Problem to solve:
Would you write out the listing verbatim and skip every picture in it?

....

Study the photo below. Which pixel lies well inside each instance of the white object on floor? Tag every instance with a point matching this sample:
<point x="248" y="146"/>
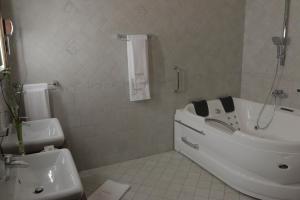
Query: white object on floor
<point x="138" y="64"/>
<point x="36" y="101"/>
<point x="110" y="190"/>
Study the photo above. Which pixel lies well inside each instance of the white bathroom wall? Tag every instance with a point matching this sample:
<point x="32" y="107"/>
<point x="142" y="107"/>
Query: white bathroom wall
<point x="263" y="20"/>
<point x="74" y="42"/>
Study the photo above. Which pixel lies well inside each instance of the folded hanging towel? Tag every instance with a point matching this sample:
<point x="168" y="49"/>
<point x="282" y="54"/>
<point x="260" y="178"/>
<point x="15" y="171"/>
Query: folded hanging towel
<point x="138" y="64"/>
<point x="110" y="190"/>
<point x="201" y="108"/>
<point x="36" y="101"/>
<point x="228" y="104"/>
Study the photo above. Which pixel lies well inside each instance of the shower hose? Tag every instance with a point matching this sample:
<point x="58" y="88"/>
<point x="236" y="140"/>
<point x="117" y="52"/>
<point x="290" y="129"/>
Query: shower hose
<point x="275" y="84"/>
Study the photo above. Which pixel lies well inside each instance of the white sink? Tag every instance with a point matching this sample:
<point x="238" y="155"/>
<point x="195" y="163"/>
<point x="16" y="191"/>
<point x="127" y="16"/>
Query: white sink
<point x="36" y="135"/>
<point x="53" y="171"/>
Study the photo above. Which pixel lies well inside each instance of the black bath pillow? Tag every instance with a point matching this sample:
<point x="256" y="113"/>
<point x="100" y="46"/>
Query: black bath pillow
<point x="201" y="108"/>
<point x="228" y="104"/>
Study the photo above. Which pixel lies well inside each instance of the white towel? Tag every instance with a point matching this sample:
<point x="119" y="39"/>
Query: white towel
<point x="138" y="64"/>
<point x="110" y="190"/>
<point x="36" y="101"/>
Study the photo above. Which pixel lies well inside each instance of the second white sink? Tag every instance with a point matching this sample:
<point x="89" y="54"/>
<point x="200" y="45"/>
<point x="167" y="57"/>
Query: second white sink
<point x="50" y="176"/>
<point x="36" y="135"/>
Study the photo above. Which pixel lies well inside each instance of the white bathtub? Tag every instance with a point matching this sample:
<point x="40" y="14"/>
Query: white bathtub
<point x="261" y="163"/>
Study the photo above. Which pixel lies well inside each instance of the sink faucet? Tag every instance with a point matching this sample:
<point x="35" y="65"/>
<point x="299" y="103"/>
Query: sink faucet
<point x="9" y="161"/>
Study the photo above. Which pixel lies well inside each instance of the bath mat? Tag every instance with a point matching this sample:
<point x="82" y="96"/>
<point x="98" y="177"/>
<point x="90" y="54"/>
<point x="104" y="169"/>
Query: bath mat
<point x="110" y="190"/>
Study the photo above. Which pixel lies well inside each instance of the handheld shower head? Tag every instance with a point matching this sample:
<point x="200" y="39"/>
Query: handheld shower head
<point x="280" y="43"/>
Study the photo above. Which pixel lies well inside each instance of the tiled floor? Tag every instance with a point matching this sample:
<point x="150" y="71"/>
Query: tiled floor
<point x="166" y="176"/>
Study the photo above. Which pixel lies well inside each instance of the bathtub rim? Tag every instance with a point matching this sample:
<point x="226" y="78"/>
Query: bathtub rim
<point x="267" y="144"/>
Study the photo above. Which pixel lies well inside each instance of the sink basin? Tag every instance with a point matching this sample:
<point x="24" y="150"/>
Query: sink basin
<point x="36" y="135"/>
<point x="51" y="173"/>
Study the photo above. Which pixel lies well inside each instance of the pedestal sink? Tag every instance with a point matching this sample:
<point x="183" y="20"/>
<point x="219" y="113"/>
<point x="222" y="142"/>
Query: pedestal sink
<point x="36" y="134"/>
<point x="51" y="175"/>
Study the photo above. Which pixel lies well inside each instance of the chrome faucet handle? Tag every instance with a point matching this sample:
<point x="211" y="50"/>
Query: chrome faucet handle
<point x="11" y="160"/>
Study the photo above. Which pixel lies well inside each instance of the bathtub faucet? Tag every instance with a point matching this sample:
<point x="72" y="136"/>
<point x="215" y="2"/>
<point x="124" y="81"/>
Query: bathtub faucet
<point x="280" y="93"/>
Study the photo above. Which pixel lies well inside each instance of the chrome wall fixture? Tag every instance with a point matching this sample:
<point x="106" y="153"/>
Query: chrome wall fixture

....

Exercise solution:
Study the photo below. Which pixel lies well inside each instance of the white object on floor? Tag every instance with a point matching this sample:
<point x="248" y="146"/>
Query: white object on floor
<point x="138" y="64"/>
<point x="36" y="101"/>
<point x="110" y="190"/>
Study the photo above. Which pixel lies well inside each instance of the white bathroom wall? Tag every instance with a point matching this sample:
<point x="32" y="107"/>
<point x="142" y="107"/>
Query: white bathroom wall
<point x="263" y="20"/>
<point x="74" y="42"/>
Study the photo above. Which pixel lies well inside each instance of the folded hanging towel? Tag every instance with a point matching this sample:
<point x="168" y="49"/>
<point x="282" y="54"/>
<point x="260" y="178"/>
<point x="15" y="171"/>
Query: folded hanging towel
<point x="138" y="64"/>
<point x="110" y="190"/>
<point x="201" y="108"/>
<point x="36" y="101"/>
<point x="228" y="104"/>
Study the photo above. Which pixel lies well inside each instance of the shower hose? Tag every instance with a point matching this sample:
<point x="58" y="88"/>
<point x="236" y="140"/>
<point x="117" y="52"/>
<point x="290" y="129"/>
Query: shower hose
<point x="275" y="84"/>
Study the photo above. Which pixel lies well inside each instance of the white sink? Tag every instance with a point matching this sample:
<point x="238" y="155"/>
<point x="195" y="163"/>
<point x="16" y="191"/>
<point x="127" y="16"/>
Query: white sink
<point x="36" y="135"/>
<point x="53" y="171"/>
Study the photo above. Which pixel lies well inside each instance of the black bath pillow? Tag every instance with a point matching this sample:
<point x="256" y="113"/>
<point x="100" y="46"/>
Query: black bath pillow
<point x="201" y="108"/>
<point x="228" y="104"/>
Study the photo above. Which pixel lies well inside each instance of the white towel? Tag every instance with a point matching this sample:
<point x="119" y="39"/>
Query: white towel
<point x="138" y="64"/>
<point x="110" y="190"/>
<point x="36" y="101"/>
Study the photo above. Which pixel lies well inside each instance of the second white sink? Tag every instance with a point matching this sample:
<point x="89" y="54"/>
<point x="200" y="45"/>
<point x="167" y="57"/>
Query: second white sink
<point x="50" y="176"/>
<point x="36" y="135"/>
Study the photo above. Which pixel lies well inside each instance of the white bathtub? Tag every instance with a point matching this sample:
<point x="40" y="14"/>
Query: white bathtub
<point x="261" y="163"/>
Study the photo above. Which pixel lies well inside each instance of the sink faucet? Tag every instance with a point matching this sample:
<point x="35" y="65"/>
<point x="299" y="103"/>
Query: sink faucet
<point x="9" y="161"/>
Study the photo above. Which pixel lies well inside each instance of the bath mat? Tag every instance with a point matching this sample:
<point x="82" y="96"/>
<point x="98" y="177"/>
<point x="90" y="54"/>
<point x="104" y="169"/>
Query: bath mat
<point x="110" y="190"/>
Study the photo above. Which pixel lies well inside each instance of the handheld shower head? Tag every instance with a point matching this sample:
<point x="200" y="39"/>
Query: handheld shower head
<point x="280" y="43"/>
Study the photo above. Which pixel lies well inside each instance of the tiled floor? Tag every instance with a point matching this sample:
<point x="150" y="71"/>
Query: tiled floor
<point x="166" y="176"/>
Study the photo above. Which pixel lies well inside each instance of the bathtub rim? Tag every instance with a point matching this sample:
<point x="226" y="78"/>
Query: bathtub rim
<point x="267" y="144"/>
Study the photo above. Which pixel lies well inside each instance of the sink basin? Tag every instance with a point matching this sample:
<point x="24" y="150"/>
Query: sink basin
<point x="36" y="135"/>
<point x="51" y="173"/>
Study the photo above. Which pixel lies well inside each instance of the pedestal sink? Tag every instance with a point matching this sample:
<point x="183" y="20"/>
<point x="219" y="113"/>
<point x="222" y="142"/>
Query: pedestal sink
<point x="36" y="134"/>
<point x="51" y="175"/>
Study the photo above. Which pixel lies well inside each instance of the chrome faucet handle? Tag every instance with a point matching this sample:
<point x="211" y="50"/>
Query: chrome faucet handle
<point x="11" y="160"/>
Study the photo above. Which pixel lies well inside each instance of the bathtub faucet? Tag every instance with a point matching this sample:
<point x="72" y="136"/>
<point x="215" y="2"/>
<point x="124" y="81"/>
Query: bathtub faucet
<point x="280" y="93"/>
Study the photo above. Which pixel lies well inside each instance of the chrome wall fixture? Tag every instance with a point matching this sample:
<point x="106" y="153"/>
Query: chrome wall fixture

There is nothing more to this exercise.